> [YOUR TASK]
Extend the secured-transactions outline below, starting right after its final sentence on the two subsets of personal property used as collateral.

> [PASSAGE SHOWN]
****************************************

Advantages of a Secured Creditor—REPOSSESSION RIGHTS:
Under § 9.609(a), a secured creditor may, after a default
1) take possession of the collateral; and
2) w/o removal, may render equipment unusable and dispose of collateral on the ∆’s premises,
3) and a secured party may do so
a) per the judicial process, or
b) w/o judicial process, if it proceeds w/o breach of the peace.
EFFECT: an art 9 secured creditor, by agreement, has a property interest in some or all of a ∆s assets to secured the debt; the secured creditor can look to its collateral if the debt is unpaid; if the debtor defaults, the creditor has a right to sell the collateral and apply the proceeds to satisfy the indebtedness; but note the existence of a security agreement does not supplant or eliminate a secured creditor’s right to take action against a debtor’s assets generally; a secured creditor has the same right to proceeds against a debtor’ assets as an unsecured creditor. Thus, a secured creditor can reduce its claim to judgment and enforce that judgment by taking the requisite steps described by state law, but a secured creditor can also rely on its collateral to satisfy the debt.
NON-EXCEPTION—EXEMPT PROPERTY: a consensual security interest granted in assets that are otherwise “exempt” under Texas property law is still enforceable. The reason is the ∆, by entering into the agreement, voluntarily waived that exemption by the security agreement. Some states only allow certain kinds of security interest in exempt property, e.g., Texas only permits purchase-money mortgages on homestead property. But a judgment lien, statutory, or public lien is nonconsensual and therefore usually exempt property is protected.
POLICY OF LEVERAGE: one of the implied benefits of a security interest, is that it makes it more likely the debtor will pay b/c they will lose what they have, e.g., a car, a business’ equipment that goes to principal operations.
History of Modern Security Law
The transactions covered in article 9 are a collection of historical secured transactions involving personal property. The following are three prevalent examples.
1) The Pledge: as late as the 18th century, the law only recognized one personal property security device, the “pledge.”
a) In a pledge transaction, the ∆ transfers possession of property to the creditor
b) in pledge to secure its payment obligation, thus, the creditor’s
c) possession creates the security interest.
POLICY: The law validated the pledge b/c the creditor’s possession gave 3rd parties notice of the creditor’s claim.
NATURE: The pledge represents a possessory security interest.
HYPO: the pawning of goods to borrow money represents a pledge transaction.
NUANCE: eighteenth century law viewed nonpossessory security interests as fraudulent conveyances.
2) Chattle Mortgage: a non-possessory security device, which is a mortgage on goods (“chattel”) akin to nonpossessory mortgages on realty.
a) Following the real estate model, states enacted chattel mortgage recording statutes
b) Which required public notice of the creditor’s interest for it to be
c) effective against third parties.
LIMITATION: the ∆ had to actually own the collateral.
3) Conditional Sales Contract (title retention contract): unlike the chattel mortgage for which a debtor had to own the property to grant a security interest in it,
a) Conditional sales K allowed a debtor to acquire property on secured credit, where the
b) Seller retained a security interest in the property to secure its purchase price.
Classification of Collateral
IMPORTANCE: Classification of collateral is vital for accurate perfection and priority. Classification turns on definitions. There are two basic subsets of personal property that serve as collateral—(1) goods, and (2) intangibles.

****************************************

> [ITEMS]
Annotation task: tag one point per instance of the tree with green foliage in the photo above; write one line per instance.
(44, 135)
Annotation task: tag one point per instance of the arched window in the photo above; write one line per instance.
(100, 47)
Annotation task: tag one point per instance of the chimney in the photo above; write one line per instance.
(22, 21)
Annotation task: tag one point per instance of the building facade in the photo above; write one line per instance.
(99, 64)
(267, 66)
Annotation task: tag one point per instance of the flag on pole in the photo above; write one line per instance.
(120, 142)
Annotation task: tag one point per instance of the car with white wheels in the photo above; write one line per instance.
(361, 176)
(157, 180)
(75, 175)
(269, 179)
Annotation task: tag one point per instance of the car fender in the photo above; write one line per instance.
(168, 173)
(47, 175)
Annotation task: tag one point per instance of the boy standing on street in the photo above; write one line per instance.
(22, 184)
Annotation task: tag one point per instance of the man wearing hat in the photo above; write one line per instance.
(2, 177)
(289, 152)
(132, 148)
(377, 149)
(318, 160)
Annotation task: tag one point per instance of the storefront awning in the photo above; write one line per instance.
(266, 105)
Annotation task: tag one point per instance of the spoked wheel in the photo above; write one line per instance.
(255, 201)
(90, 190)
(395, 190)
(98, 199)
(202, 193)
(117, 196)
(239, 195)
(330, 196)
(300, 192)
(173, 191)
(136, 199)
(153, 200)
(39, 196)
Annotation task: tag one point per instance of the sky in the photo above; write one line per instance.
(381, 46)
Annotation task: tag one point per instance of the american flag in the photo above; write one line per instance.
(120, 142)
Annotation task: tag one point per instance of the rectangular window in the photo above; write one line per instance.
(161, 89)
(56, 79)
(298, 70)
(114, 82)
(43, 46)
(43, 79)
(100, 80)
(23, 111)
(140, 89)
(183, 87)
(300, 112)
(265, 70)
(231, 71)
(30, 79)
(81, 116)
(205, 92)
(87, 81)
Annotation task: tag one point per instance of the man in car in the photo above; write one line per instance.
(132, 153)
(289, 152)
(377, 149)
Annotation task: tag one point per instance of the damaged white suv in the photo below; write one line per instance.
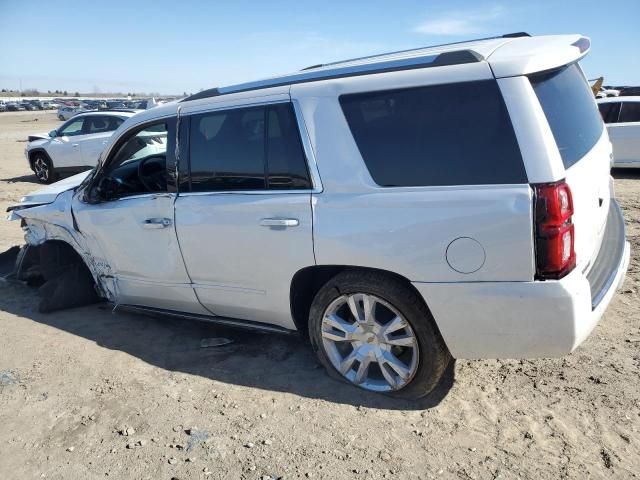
(399, 210)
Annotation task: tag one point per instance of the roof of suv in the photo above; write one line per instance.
(113, 113)
(628, 98)
(509, 55)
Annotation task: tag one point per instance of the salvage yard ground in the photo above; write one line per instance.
(87, 394)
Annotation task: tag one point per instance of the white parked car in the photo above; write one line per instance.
(399, 210)
(622, 117)
(74, 146)
(607, 92)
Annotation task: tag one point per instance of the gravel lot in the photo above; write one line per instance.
(88, 394)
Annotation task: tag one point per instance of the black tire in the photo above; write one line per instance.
(433, 354)
(43, 168)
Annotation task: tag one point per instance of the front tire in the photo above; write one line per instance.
(374, 331)
(43, 168)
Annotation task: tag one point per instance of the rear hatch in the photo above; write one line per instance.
(582, 140)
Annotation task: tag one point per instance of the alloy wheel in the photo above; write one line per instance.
(370, 342)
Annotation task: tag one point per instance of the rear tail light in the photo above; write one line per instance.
(554, 230)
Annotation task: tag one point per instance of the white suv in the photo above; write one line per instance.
(399, 210)
(622, 117)
(74, 146)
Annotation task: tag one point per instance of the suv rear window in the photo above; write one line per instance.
(568, 104)
(453, 134)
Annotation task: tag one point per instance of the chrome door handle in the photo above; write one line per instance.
(151, 223)
(279, 222)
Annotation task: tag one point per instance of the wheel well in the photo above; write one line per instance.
(307, 282)
(48, 259)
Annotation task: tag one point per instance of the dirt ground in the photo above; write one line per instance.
(87, 394)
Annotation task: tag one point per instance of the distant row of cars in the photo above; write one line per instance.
(621, 115)
(74, 146)
(77, 143)
(30, 105)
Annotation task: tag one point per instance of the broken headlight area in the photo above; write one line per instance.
(62, 278)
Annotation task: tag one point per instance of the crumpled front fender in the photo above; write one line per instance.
(55, 221)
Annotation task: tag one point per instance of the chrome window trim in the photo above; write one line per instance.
(310, 158)
(244, 192)
(152, 196)
(312, 165)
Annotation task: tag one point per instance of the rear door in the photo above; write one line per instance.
(579, 133)
(244, 221)
(625, 135)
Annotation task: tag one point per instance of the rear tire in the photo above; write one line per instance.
(43, 168)
(397, 345)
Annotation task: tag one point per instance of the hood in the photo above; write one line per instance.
(49, 193)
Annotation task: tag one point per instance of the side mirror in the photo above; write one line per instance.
(104, 190)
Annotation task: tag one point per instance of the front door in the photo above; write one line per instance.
(132, 230)
(245, 223)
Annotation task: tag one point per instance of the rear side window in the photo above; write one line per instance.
(609, 111)
(630, 112)
(101, 124)
(568, 104)
(454, 134)
(247, 149)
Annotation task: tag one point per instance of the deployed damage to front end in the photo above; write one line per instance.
(56, 257)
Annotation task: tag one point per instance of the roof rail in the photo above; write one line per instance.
(340, 70)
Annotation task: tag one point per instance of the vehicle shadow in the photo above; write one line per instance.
(266, 361)
(30, 178)
(625, 173)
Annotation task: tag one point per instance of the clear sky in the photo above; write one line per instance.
(183, 46)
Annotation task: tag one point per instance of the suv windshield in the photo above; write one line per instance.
(570, 109)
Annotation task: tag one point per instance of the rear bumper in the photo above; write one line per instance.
(530, 319)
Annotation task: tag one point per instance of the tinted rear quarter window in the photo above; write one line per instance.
(227, 150)
(247, 149)
(453, 134)
(630, 112)
(568, 104)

****************************************

> [OUTPUT FOR THIS EXERCISE]
“Goods:” §9.102(a) recognizes four different types of “goods,” in addition to “goods” per se.
1) “Goods:” means all things that movable when a security interest attaches, including
b) standing timber that is to be cut and removed under a conveyance or K for sale;
c) the unborn young of animals;
d) crops grown, growing, or to be grown, even if the crops are produced on trees, vines, or bushes, and
e) manufactured homes; the term also includes a
f) computer program embedded in goods and any supporting information provided in connection w/ a transaction relating to the program if
(1) the program is associated w/ the goods in such a manner that is customarily is considered part of the goods, or
(2) by becoming the owner of the goods, a person acquires a right to use the program in connection w/ the goods.
EXCEPTION: goods do not include accounts, chattel paper, commercial tort claims, deposit accounts, documents, general intangibles, instruments, investment property, letter-of-credit rights, letters of credit, money, or oil, gas, or other minerals before extraction (after extraction, hydrocarbons become goods b/c becomes personalty).
HYPO: the operating system software that comes with a PC when purchase is a good example of a software embedded in the goods, the computer, to be part of the computer, versus buying a game and installing it on the computer (which would be a general intangible).
2) “Inventory” § 9.102(a)(47): means goods, other than farm products, that are
a) leased by a person as lessor;
b) held by a person for sale or lease or to be furnished under a K of service;
c) furnished by a person under a K or service; or
d) consist of raw materials, WIP, or materials used or consumed in a business;
Std for goods held for sale or lease for “inventory:”
i) The definition of “inventory” makes clear that the term includes goods
ii) held for lease or sale yy the D to others, but
iii) implicit in the definition is the criterion that the sales or leases are or will be
iv) in the ordinary course of business.
HYPO: machinery used in manufacturing is equipment, not inventory, even though it is the policy of the D to sell machinery when it becomes obsolete or worn, e.g., clothes merchant moving its obsolete computers to the showroom floor for sale; the PCs still equipment.
USED UP IN A SHORT PERIOD OF TIME: goods are inventory even though not held for sale if they are used up or consumed in a short period of time in the production of a service of a good.
3) “Equipment” § 9.102(a)(33): goods other than inventory, farm products, or consumer goods.
e) Std: in general, goods used in a business are equipment
i) when they are fixed assets or have,
ii) as identifiable units, a relatively long period of use.
NUANCE: if faced w/ a question of equipment or inventory, remember that classification of collateral is not as important in the attachment (creation) of a security interest as it is in perfection and priority. E.g., if you buy a car for personal use, it is a consumer transaction, but it’s a commercial between the seller and its lenders. And, the attys must structure and document the transactions and security transactions are imperative. So, proceed and document the transaction so that it does not matter whether it’s equipment or inventory, you perfect it as though you are dealing with both.
MUTUALLY EXCLUSIVE: the classes of inventory and equipment are mutually exclusive. The same property cannot simultaneously be both equipment and inventory. But goods can fall into different classes at different times, e.g., a radio may be inventory in the hands of a dealer and consumer goods in the hands of a consumer. “The principal purpose (use) to which the property is put is determinative.”
4) “Consumer goods” § 9.102(a)(23):
a) goods used or bought for use primarily for
b) personal, family, or household purposes.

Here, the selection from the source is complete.